++++ PODANY TEKST ++++

Lądek Zdrój 2.7.2023
Cały blog jako bezpłatny eBook w formacie pdf.
Nawet najlepszy telewizyjny „ekspert plandemiczny”, prof. Pyrć wywołuje u czytelników ironiczny uśmiech, gdy przestrzega przed kocią pandemią. Los tej „pandemii” będzie podobny do losu małpiej ospy. Jedyne co po niej zostanie, to dowcipy.
Kiedy północną półkulę przejęło w swoje posiadanie lato, ruszyli do ataku propagandyści motywowani pieniędzmi z Deep State.
Pozostało w zanadrzu przecież globalne ocieplenie. Skoro można było przez tysiące lat utrzymać strach przed ogniem piekielnym, to dlaczego nie wykorzystać tego strachu? Nie zamierzam tutaj rozpoczynać debaty religijnej – to nie jest tematem tego blogu – jednak strach, że dusza człowieka, która nie odczuwa temperatury, będzie poddana termicznym procesom w piekle, jest mocno zakorzeniony w wielu religiach współczesnego świata.

++++

▶ [POLECENIE]: Przepisz fragment podanego tekstu od słów "Nawet najlepszy telewizyjny" aż do słów "religiach współczesnego świata." włącznie, zastępując wyrażenie "małpiej ospy" wyrażeniem "ptasiej grypy".

++++ WYKAZ POZYCJI ++++

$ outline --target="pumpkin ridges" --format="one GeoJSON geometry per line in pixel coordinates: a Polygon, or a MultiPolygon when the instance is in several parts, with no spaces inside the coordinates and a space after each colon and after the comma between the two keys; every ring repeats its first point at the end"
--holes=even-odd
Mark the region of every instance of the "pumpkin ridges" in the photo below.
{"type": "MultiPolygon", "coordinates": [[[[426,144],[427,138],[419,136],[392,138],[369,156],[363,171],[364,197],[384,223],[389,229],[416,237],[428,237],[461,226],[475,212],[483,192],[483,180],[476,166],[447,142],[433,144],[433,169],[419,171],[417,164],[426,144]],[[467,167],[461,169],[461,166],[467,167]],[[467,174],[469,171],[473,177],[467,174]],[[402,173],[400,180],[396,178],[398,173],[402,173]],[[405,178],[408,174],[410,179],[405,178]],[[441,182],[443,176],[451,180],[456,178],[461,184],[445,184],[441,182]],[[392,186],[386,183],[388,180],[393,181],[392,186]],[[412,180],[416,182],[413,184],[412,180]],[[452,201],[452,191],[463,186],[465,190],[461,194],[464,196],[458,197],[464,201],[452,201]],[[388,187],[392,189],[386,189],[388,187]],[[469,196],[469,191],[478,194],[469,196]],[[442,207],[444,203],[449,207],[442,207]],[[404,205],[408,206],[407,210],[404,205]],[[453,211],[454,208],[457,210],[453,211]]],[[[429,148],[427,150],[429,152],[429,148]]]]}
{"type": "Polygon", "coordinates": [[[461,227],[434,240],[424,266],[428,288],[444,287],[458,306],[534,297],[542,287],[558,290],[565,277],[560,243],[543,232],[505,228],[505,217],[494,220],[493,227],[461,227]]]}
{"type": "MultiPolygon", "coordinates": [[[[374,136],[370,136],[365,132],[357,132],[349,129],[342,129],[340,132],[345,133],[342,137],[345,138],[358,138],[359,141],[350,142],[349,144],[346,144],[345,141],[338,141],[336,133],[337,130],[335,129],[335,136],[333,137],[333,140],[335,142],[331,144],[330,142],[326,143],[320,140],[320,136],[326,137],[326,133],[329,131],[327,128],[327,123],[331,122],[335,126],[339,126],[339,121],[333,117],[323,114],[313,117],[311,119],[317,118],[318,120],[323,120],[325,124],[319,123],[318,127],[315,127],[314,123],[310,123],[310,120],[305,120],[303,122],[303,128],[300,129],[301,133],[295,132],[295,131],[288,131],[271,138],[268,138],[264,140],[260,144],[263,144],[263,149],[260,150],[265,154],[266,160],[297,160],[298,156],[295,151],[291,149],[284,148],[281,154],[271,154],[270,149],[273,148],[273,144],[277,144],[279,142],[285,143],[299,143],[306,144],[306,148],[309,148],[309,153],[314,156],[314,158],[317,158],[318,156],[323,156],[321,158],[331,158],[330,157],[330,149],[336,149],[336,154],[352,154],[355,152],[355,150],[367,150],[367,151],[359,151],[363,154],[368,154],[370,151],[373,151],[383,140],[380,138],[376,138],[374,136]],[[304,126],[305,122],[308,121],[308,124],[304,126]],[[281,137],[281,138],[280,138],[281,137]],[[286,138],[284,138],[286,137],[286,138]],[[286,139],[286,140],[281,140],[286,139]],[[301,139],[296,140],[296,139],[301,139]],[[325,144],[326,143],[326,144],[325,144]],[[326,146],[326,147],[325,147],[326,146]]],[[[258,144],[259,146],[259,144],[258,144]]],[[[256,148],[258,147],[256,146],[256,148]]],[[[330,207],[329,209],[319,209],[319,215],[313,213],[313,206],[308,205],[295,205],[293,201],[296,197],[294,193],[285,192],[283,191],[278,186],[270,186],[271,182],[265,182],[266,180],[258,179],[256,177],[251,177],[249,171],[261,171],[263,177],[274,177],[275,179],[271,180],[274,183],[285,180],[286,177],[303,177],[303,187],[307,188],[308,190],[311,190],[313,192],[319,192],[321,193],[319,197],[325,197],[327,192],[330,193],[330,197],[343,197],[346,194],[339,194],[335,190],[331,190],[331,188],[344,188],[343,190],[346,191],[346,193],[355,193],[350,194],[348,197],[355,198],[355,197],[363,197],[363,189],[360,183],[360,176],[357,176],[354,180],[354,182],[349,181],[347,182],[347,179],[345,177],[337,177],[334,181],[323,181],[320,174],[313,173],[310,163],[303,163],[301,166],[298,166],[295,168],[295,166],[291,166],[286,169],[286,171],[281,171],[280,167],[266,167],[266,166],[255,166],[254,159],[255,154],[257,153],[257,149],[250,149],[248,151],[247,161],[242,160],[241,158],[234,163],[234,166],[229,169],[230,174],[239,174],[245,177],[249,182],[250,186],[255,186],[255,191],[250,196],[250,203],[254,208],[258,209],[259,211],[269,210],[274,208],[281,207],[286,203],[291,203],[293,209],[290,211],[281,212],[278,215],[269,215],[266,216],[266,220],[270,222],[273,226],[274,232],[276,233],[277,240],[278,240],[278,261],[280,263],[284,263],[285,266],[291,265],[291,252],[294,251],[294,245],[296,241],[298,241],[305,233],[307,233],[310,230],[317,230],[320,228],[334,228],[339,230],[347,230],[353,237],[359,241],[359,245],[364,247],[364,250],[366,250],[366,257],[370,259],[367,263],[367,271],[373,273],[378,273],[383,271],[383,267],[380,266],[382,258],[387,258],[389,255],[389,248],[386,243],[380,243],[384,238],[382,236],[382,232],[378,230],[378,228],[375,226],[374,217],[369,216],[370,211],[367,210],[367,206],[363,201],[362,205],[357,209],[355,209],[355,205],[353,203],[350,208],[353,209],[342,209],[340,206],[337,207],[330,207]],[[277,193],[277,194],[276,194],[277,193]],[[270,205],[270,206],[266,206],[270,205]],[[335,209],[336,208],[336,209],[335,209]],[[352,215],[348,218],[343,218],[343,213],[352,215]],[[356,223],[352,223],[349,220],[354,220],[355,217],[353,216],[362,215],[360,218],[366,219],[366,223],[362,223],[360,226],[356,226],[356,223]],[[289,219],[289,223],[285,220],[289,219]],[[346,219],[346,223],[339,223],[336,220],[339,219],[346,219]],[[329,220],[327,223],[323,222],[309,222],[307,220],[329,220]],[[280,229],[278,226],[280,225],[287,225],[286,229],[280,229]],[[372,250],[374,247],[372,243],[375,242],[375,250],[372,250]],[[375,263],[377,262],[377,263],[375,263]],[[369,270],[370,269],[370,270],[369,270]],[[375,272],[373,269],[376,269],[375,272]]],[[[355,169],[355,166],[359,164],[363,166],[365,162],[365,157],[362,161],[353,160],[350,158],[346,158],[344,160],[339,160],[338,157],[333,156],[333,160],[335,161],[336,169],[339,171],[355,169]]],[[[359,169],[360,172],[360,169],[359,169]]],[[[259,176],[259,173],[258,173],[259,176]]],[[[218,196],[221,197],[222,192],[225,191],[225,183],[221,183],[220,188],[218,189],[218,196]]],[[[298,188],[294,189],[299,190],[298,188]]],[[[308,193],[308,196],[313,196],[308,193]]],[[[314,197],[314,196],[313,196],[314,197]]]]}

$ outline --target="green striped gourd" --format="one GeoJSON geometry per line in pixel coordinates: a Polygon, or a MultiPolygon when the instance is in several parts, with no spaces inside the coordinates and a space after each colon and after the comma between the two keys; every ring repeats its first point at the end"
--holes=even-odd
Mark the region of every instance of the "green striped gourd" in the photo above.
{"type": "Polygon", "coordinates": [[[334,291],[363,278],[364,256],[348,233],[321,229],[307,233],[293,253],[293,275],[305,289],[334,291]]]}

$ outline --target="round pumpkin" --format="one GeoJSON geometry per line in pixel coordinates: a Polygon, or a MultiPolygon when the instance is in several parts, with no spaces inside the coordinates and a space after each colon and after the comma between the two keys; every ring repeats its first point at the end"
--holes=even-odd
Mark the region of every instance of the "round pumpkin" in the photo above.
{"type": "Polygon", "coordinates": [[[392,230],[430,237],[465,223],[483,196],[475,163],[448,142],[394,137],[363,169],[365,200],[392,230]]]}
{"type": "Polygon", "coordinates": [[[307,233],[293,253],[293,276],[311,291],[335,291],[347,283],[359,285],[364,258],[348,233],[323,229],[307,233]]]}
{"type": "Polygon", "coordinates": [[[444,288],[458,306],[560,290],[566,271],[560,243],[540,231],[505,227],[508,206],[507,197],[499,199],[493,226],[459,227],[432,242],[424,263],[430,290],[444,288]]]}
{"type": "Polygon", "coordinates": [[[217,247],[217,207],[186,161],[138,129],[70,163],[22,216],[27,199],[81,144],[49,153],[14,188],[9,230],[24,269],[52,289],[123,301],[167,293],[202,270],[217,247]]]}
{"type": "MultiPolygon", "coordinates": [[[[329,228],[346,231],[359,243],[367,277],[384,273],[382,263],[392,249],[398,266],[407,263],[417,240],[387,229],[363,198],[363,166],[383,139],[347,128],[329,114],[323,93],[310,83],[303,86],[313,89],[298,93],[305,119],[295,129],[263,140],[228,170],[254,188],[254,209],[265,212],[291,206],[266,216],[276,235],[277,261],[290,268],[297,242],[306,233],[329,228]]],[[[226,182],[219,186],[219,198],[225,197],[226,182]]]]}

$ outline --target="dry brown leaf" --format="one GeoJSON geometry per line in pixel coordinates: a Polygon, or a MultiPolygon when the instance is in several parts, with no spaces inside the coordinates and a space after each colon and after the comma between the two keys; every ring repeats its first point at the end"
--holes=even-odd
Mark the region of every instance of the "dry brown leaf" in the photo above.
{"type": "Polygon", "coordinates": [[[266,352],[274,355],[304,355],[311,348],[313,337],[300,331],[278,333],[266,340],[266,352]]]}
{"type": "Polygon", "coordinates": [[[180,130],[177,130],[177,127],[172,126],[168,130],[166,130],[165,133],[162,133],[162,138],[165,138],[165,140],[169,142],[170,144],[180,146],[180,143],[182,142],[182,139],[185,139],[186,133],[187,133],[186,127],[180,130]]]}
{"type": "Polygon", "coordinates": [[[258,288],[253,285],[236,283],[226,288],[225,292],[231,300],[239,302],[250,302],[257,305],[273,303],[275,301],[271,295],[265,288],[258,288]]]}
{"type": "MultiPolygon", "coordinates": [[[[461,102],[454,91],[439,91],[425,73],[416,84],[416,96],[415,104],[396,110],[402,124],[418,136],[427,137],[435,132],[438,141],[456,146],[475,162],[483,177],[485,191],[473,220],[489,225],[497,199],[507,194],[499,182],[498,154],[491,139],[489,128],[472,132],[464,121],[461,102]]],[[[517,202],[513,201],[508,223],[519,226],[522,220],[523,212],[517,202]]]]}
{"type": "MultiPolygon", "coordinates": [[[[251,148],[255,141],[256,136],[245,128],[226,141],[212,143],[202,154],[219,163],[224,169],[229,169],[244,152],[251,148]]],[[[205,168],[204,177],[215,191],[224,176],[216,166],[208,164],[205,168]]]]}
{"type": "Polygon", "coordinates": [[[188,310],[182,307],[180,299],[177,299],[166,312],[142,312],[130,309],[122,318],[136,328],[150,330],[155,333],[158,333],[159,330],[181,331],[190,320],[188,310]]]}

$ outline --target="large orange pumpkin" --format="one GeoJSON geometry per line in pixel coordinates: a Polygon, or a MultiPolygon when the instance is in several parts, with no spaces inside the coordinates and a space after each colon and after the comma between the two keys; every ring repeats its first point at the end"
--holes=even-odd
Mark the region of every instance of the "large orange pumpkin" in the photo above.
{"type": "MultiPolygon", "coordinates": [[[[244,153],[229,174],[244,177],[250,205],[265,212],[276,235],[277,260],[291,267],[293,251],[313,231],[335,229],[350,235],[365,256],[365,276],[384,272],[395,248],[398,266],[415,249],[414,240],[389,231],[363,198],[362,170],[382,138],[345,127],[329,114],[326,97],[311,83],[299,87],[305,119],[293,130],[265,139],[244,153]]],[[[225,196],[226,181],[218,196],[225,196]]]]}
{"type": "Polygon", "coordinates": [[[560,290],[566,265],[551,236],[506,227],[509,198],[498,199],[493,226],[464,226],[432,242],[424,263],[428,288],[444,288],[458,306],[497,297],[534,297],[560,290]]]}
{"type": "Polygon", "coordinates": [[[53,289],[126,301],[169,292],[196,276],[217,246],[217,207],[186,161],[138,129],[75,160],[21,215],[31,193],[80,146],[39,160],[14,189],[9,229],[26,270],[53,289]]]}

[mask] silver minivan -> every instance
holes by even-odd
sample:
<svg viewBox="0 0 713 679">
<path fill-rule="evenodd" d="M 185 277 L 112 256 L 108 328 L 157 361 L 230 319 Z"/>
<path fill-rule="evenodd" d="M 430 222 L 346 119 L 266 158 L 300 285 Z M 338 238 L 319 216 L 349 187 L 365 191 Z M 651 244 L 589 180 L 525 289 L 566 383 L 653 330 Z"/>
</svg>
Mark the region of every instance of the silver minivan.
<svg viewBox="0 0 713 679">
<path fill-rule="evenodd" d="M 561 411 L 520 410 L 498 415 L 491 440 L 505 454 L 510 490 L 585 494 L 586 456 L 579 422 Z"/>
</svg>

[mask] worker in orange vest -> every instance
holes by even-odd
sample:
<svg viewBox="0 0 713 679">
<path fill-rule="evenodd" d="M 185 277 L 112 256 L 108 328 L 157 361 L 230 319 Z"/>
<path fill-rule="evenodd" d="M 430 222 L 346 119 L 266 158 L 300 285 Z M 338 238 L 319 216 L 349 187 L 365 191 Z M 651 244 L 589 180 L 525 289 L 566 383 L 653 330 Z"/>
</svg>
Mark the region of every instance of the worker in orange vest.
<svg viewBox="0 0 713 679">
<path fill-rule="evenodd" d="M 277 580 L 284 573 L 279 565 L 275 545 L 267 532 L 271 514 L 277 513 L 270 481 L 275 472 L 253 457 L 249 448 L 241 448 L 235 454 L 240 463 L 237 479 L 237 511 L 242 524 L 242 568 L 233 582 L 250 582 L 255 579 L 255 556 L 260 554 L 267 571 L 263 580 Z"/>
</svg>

++++

▶ [OCZEKIWANA ODPOWIEDŹ]:
Nawet najlepszy telewizyjny „ekspert plandemiczny”, prof. Pyrć wywołuje u czytelników ironiczny uśmiech, gdy przestrzega przed kocią pandemią. Los tej „pandemii” będzie podobny do losu ptasiej grypy. Jedyne co po niej zostanie, to dowcipy.
Kiedy północną półkulę przejęło w swoje posiadanie lato, ruszyli do ataku propagandyści motywowani pieniędzmi z Deep State.
Pozostało w zanadrzu przecież globalne ocieplenie. Skoro można było przez tysiące lat utrzymać strach przed ogniem piekielnym, to dlaczego nie wykorzystać tego strachu? Nie zamierzam tutaj rozpoczynać debaty religijnej – to nie jest tematem tego blogu – jednak strach, że dusza człowieka, która nie odczuwa temperatury, będzie poddana termicznym procesom w piekle, jest mocno zakorzeniony w wielu religiach współczesnego świata.